Part of a data file ->

○ ○ ○ ○

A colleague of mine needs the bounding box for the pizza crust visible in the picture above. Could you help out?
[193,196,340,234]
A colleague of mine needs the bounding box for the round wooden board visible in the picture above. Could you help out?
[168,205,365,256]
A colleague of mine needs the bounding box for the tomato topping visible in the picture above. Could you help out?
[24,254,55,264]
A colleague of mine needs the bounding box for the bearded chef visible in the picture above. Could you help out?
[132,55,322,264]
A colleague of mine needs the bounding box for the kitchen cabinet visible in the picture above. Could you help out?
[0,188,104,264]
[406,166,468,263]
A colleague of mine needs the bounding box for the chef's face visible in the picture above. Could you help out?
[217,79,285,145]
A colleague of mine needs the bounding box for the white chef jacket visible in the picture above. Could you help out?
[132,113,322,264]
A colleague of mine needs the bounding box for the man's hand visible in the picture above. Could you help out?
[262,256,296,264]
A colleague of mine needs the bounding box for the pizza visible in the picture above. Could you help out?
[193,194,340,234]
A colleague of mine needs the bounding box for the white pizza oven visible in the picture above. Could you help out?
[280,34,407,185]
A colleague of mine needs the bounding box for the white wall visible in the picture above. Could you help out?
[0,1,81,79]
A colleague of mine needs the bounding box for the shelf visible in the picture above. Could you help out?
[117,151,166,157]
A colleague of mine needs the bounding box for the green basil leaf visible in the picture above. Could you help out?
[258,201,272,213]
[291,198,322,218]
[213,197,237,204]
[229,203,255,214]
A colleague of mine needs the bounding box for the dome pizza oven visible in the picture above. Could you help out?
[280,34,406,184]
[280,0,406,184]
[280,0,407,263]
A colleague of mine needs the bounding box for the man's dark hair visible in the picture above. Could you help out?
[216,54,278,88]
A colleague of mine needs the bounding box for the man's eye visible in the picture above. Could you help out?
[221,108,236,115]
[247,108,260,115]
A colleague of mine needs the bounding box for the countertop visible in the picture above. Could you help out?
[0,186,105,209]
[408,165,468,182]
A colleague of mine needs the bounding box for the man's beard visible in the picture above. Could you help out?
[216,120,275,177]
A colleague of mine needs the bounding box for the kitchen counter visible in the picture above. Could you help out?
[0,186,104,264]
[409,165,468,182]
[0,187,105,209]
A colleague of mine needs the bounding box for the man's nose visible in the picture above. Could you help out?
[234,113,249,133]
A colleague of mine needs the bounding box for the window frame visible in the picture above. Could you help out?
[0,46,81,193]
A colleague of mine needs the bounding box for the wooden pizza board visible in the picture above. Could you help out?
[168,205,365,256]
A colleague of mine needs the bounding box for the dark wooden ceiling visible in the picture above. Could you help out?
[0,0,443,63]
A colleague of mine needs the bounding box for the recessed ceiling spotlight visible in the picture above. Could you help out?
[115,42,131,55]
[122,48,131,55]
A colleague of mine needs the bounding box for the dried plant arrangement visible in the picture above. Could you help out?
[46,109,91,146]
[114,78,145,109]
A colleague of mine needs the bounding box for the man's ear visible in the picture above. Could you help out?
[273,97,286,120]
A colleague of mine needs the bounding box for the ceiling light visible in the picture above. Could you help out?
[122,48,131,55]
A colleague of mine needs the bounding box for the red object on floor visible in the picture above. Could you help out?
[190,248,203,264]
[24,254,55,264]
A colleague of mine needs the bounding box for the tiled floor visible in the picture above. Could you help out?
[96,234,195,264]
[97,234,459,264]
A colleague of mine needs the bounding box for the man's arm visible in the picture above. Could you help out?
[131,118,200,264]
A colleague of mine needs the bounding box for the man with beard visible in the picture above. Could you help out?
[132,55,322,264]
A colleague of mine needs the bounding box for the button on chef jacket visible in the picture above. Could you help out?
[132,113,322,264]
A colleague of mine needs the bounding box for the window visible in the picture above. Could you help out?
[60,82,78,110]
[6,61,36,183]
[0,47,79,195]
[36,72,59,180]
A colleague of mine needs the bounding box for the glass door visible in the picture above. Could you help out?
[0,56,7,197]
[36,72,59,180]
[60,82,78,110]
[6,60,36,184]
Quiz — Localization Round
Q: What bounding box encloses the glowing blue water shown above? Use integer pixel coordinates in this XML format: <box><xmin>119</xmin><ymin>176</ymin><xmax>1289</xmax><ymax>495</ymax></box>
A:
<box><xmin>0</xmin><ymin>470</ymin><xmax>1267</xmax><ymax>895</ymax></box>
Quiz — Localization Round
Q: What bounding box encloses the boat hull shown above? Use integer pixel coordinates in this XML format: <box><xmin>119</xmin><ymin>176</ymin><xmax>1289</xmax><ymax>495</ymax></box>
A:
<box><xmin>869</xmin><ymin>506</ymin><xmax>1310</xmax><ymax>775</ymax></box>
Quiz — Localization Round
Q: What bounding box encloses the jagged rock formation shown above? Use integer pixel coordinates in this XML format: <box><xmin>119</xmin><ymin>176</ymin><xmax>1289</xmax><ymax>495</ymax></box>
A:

○ ○ ○ ○

Copy every line of the records above without changing anything.

A colleague of mine needs the bounding box for the pizza crust visible in the picture above. Could you help out?
[193,196,340,234]
A colleague of mine needs the bounding box for the round wooden board visible in the picture above. Could you help out?
[168,205,365,256]
A colleague of mine needs the bounding box for the tomato topping visible in the picture above. Could you help out?
[24,254,55,264]
A colleague of mine needs the bounding box for the bearded chef visible in the picture above. Could you help out?
[132,55,322,264]
A colleague of mine needs the bounding box for the kitchen cabinet visible in the picture above. Could you help out?
[0,188,104,264]
[406,166,468,263]
A colleague of mine needs the bounding box for the chef's face visible in the picture above. Could you help out?
[217,79,285,145]
A colleague of mine needs the bounding box for the white chef jacket visible in the picture above. Could you help out?
[132,113,322,264]
A colleague of mine needs the bounding box for the man's hand visible in the picture above. Could you help out?
[262,256,296,264]
A colleague of mine needs the bounding box for the pizza visible in the picture above. Could you help out?
[193,194,340,234]
A colleague of mine needs the bounding box for the white pizza oven visible in the picture above. Could you help out?
[280,34,407,185]
A colleague of mine needs the bounding box for the white wall visible in the picture above. Could you help out?
[0,1,81,79]
A colleague of mine needs the bounding box for the shelf visible in the picture above. Could you help out?
[117,151,166,157]
A colleague of mine needs the bounding box for the green basil leaf visible in the picture above. Could you help out?
[258,201,272,213]
[291,198,322,218]
[213,197,237,204]
[229,203,255,214]
A colleague of mine needs the bounding box for the dome pizza oven visible in the picture above. Could you help out?
[280,34,406,184]
[280,0,406,184]
[280,0,407,263]
A colleague of mine needs the bounding box for the man's dark hair visible in the picture above. Could you help out?
[216,54,278,88]
A colleague of mine needs the bounding box for the man's eye visible in the picture above. Could you help out?
[221,108,236,115]
[247,108,260,115]
A colleague of mine needs the bounding box for the countertop visible in the picture above. Could you help out?
[0,186,105,209]
[408,165,468,182]
A colleague of mine needs the bounding box for the man's beard visible in the picture above. Could you help out?
[216,120,275,177]
A colleague of mine needs the bounding box for the kitchen counter visible in the picture above. Could you help out?
[0,186,104,264]
[409,165,468,182]
[0,187,105,209]
A colleague of mine needs the bounding box for the man's nose visible in the picture above. Could you help out?
[234,113,249,133]
A colleague of mine needs the bounding box for the window frame visible in the picture above. Could you help out?
[0,46,81,193]
A colleague of mine needs the bounding box for the wooden pizza board visible in the picture above. Could you help out?
[168,205,365,256]
A colleague of mine needs the bounding box for the dark wooden ceiling visible in the picture above. Could you help out?
[0,0,443,63]
A colleague of mine needs the bounding box for the recessed ceiling spotlight visible in the picture above. Could you help out?
[115,42,131,55]
[122,48,131,55]
A colleague of mine needs the bounding box for the dried plant arrangement visible in the picture above. Could you help out?
[46,109,91,146]
[114,78,145,109]
A colleague of mine needs the bounding box for the man's ear visible in the picture above. Could you help out?
[273,97,286,120]
A colleague of mine needs the bounding box for the ceiling light visible in the picture above. Could you help out?
[122,48,131,55]
A colleague of mine needs the bounding box for the red object on floor visible in the picture above. Could you help out?
[190,248,203,264]
[24,254,55,264]
A colleague of mine needs the bounding box for the tiled floor visible in the picture above. Could you help out?
[96,234,195,264]
[97,234,459,264]
A colleague of mine needs the bounding box for the man's arm visible in the picture above. Could you help out?
[131,118,200,264]
A colleague of mine needs the bounding box for the man with beard visible in the picture above. Could you help out?
[132,55,322,264]
A colleague of mine needs the bounding box for the button on chef jacket visible in the picture above. Could you help out?
[132,113,322,264]
A colleague of mine needs the bounding box for the window visible in the picture above. Could you help out?
[60,82,78,110]
[6,61,36,183]
[0,47,79,195]
[36,72,59,180]
A colleague of mine needs the bounding box for the glass door visible in the picture above. Could you help out?
[0,56,7,197]
[36,72,59,180]
[60,82,78,110]
[6,60,36,184]
Quiz — Localization Round
Q: What bounding box encloses the glowing blue water shown above? Use integer pixel coordinates in this XML format: <box><xmin>119</xmin><ymin>176</ymin><xmax>1289</xmax><ymax>495</ymax></box>
A:
<box><xmin>0</xmin><ymin>470</ymin><xmax>1267</xmax><ymax>895</ymax></box>
Quiz — Localization Round
Q: What bounding box encloses the boat hull shown above? Use integer pixel coordinates in this XML format: <box><xmin>119</xmin><ymin>176</ymin><xmax>1289</xmax><ymax>495</ymax></box>
A:
<box><xmin>869</xmin><ymin>506</ymin><xmax>1310</xmax><ymax>775</ymax></box>
Quiz — Localization Round
Q: What bounding box encloses the jagged rock formation shown above? Use integer pixel coordinates in this XML format: <box><xmin>119</xmin><ymin>176</ymin><xmax>1289</xmax><ymax>495</ymax></box>
A:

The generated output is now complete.